→ **ENUNCIADO**:
Reescreva o trecho sobre o diagnóstico de Welber, começando em "A sorologia positiva" e seguindo até "não foi contaminada.", trocando "medos" por "receios".

Welber Henrique Frigeri Moreira, de 24 anos, faz parte dessas estatísticas. A descoberta aconteceu no dia 26 de dezembro de 2016, aos 22 anos. “Naquele dia, passei muito mal, tive vômitos e dores abdominais, mas nunca suspeitei que pudesse ter uma doença mais séria. Acabei procurando um médico por insistência da minha noiva”, relembra o representante. Na UBDS da Vila Virgínia, foi submetido a uma bateria de exames, entre eles, o teste de HIV, sífilis e hepatite. De rápido resultado, os testes podem ser feitos gratuitamente em qualquer unidade de saúde do município.

A sorologia positiva deixou Welber cheio de medos e de incertezas. “A primeira ideia que passa pela cabeça é a de que vamos morrer amanhã. No entanto, contar com o apoio da minha família, dos meus colegas de trabalho, da minha namorada e de toda a família dela foi primordial para que eu conseguisse me recuperar e encontrar forças para encarar o tratamento”, continua o representante, que também comemorou o fato de que a noiva não foi contaminada.

Nessa fase, o conhecimento foi o principal aliado de Welber. “Quando nos informamos sobre a doença, percebemos que é possível seguir adiante tendo uma vida com qualidade. Foi isso que decidi fazer”, acrescenta o jovem, que está de casamento marcado para o próximo ano. Segundo o paciente, que leva a sério a terapia e o acompanhamento médico, o preconceito é o aspecto mais pesado relacionado à AIDS. “É surpreendente o número de pessoas que desconhecem informações básicas sobre o HIV e a AIDS e, por isso, tratam os portadores com preconceito. Vale reforçar que essas doenças não são transmitidas pelo abraço, pelo espirro ou pelo ar de maneira geral. Piscina, banheiro, utensílios domésticos compartilhados: nada disso transmite a doença”, explica Welber.

→ **LISTAGEM APRESENTADA**:
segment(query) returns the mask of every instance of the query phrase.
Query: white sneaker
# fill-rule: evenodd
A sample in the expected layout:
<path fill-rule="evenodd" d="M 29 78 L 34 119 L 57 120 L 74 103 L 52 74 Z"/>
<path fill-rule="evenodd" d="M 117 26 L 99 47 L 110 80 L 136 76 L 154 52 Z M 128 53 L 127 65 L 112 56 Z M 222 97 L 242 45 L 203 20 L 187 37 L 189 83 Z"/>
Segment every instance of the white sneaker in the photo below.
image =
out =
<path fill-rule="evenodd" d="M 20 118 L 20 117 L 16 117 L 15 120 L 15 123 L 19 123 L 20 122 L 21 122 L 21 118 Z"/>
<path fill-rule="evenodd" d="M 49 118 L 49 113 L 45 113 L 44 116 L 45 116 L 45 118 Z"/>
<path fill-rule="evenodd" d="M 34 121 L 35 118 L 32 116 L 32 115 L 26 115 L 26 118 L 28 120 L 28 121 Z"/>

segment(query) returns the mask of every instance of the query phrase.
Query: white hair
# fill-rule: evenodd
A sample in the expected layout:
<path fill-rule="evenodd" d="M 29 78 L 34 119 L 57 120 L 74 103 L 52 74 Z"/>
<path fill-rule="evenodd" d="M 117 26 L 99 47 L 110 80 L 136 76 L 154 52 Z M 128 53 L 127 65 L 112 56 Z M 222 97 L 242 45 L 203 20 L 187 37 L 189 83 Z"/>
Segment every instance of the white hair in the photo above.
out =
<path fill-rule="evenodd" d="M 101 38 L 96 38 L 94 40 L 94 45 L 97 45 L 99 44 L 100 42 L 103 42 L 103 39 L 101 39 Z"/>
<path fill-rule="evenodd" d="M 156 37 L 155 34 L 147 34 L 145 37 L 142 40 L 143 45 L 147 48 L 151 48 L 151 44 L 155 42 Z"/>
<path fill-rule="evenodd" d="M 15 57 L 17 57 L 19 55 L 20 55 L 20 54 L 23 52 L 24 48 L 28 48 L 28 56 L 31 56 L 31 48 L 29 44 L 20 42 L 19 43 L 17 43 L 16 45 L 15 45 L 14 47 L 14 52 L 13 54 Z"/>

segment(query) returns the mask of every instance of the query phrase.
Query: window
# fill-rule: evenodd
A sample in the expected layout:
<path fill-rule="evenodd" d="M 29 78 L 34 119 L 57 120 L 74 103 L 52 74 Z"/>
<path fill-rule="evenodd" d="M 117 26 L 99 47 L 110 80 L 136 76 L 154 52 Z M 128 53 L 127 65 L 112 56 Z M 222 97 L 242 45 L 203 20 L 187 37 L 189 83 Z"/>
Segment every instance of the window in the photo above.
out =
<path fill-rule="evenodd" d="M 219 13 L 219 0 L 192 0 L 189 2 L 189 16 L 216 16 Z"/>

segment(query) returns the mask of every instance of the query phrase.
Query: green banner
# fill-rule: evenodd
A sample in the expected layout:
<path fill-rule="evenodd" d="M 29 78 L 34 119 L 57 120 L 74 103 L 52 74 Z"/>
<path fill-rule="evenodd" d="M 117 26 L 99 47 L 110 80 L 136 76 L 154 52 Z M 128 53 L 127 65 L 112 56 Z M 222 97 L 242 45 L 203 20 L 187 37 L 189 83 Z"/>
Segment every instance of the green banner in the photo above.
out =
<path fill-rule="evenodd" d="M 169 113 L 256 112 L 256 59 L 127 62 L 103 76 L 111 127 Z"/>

→ **RESPOSTA**:
A sorologia positiva deixou Welber cheio de receios e de incertezas. “A primeira ideia que passa pela cabeça é a de que vamos morrer amanhã. No entanto, contar com o apoio da minha família, dos meus colegas de trabalho, da minha namorada e de toda a família dela foi primordial para que eu conseguisse me recuperar e encontrar forças para encarar o tratamento”, continua o representante, que também comemorou o fato de que a noiva não foi contaminada.